### PROBLEM TO SOLVE
Pictures excluded, return every entry exactly, please.

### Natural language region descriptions
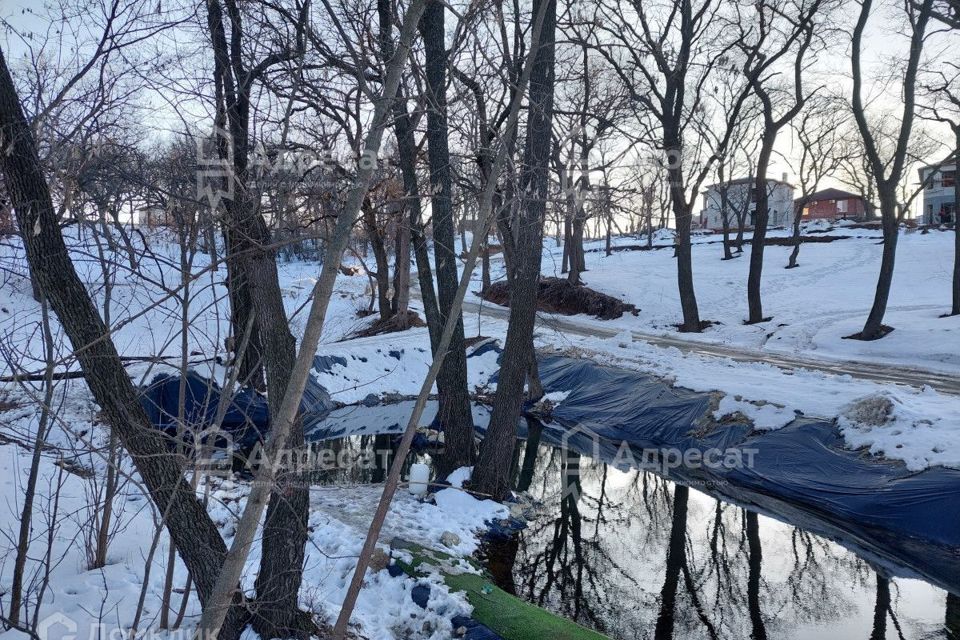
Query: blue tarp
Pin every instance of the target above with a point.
(246, 418)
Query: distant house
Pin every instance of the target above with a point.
(834, 204)
(739, 200)
(939, 197)
(152, 217)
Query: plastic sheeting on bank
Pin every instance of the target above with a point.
(801, 472)
(246, 416)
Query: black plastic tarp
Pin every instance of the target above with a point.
(801, 469)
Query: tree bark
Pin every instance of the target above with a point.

### ANSWER SPACE
Query: blue tarp
Pin every instance of the target above with a point.
(246, 418)
Query: distant house
Pin every instance of the target above with a point.
(834, 204)
(739, 200)
(939, 197)
(152, 217)
Query: plastic sheeting on bank
Pin every instance of the target above with a point.
(801, 472)
(246, 416)
Query: black plastic tarp
Pin every instance of the target above with a point.
(801, 469)
Query: tree bark
Pin every instance of the target above with a point.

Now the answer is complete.